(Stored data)
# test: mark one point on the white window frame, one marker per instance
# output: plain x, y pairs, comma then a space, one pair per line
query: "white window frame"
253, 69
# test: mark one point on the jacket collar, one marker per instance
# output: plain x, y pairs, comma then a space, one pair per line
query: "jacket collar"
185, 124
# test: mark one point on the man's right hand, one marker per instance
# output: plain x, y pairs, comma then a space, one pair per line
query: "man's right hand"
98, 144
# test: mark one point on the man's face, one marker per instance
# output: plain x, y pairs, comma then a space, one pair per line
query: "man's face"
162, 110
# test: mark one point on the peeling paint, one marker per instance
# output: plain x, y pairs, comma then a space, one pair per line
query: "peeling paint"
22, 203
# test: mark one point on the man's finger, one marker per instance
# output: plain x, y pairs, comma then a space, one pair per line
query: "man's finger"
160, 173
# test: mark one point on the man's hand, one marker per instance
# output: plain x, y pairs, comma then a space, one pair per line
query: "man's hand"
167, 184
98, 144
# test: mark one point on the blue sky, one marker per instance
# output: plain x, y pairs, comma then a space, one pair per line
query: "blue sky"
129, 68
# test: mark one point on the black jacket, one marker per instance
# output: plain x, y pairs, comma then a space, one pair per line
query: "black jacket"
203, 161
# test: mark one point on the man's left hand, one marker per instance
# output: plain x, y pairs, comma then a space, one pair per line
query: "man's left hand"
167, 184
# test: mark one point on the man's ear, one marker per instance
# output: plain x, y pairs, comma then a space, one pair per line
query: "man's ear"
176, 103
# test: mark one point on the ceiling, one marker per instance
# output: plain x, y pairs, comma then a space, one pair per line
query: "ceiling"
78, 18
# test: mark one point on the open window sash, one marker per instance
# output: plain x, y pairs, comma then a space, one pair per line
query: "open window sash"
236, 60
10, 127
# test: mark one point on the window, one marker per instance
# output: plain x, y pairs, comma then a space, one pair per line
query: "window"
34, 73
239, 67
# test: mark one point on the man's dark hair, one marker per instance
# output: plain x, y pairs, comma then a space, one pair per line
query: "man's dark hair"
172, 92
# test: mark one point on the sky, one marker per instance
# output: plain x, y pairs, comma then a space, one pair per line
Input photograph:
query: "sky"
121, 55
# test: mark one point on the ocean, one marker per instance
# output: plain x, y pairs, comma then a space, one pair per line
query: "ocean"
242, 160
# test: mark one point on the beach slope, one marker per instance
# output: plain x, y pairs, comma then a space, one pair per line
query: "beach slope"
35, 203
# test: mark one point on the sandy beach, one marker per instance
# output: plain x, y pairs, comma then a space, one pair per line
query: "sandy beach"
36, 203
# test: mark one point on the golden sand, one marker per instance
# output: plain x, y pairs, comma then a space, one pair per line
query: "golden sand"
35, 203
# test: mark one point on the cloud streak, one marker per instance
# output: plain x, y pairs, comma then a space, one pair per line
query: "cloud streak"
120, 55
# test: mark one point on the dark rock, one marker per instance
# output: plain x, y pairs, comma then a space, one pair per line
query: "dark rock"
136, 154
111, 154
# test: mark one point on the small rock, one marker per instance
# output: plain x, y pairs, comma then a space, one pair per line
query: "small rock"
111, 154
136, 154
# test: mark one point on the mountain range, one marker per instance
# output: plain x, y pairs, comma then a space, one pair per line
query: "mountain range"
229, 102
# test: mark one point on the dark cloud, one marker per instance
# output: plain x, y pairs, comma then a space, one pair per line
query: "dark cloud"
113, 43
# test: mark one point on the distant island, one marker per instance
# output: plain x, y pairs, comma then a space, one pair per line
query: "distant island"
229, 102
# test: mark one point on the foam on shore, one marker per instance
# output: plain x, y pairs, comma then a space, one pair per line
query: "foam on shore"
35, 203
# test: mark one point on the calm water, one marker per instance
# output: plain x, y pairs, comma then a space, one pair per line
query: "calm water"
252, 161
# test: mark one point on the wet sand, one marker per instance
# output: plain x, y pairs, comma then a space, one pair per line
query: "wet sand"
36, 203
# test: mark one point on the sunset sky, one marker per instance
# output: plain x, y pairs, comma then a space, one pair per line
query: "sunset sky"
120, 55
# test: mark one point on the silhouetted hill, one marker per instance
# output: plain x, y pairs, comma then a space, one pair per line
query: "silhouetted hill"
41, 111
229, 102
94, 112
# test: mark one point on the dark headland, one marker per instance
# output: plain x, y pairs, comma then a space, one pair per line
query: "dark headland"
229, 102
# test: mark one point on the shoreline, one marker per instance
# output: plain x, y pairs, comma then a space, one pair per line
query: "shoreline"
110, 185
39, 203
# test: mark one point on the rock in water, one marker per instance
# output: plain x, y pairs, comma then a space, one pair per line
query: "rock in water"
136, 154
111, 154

## [Given task]
Begin at the line that contains "# test: mark one point on the shoreline, one" and stop after the last of the entries. Rewrite every line in that span, requests included, with each x, y coordinate in the answers multiplied by 0.8 and rounded to a whole number, halves rounding up.

## [Response]
# test: mark one point on the shoreline, one marker per instance
# output: plain x, y pairs, comma then a space, one pair per line
query: "shoreline"
88, 148
31, 162
# test: mark one point on the rock in water, one marker per instance
# output: plain x, y pairs, comma then a space, one pair per line
query: "rock in water"
109, 123
89, 123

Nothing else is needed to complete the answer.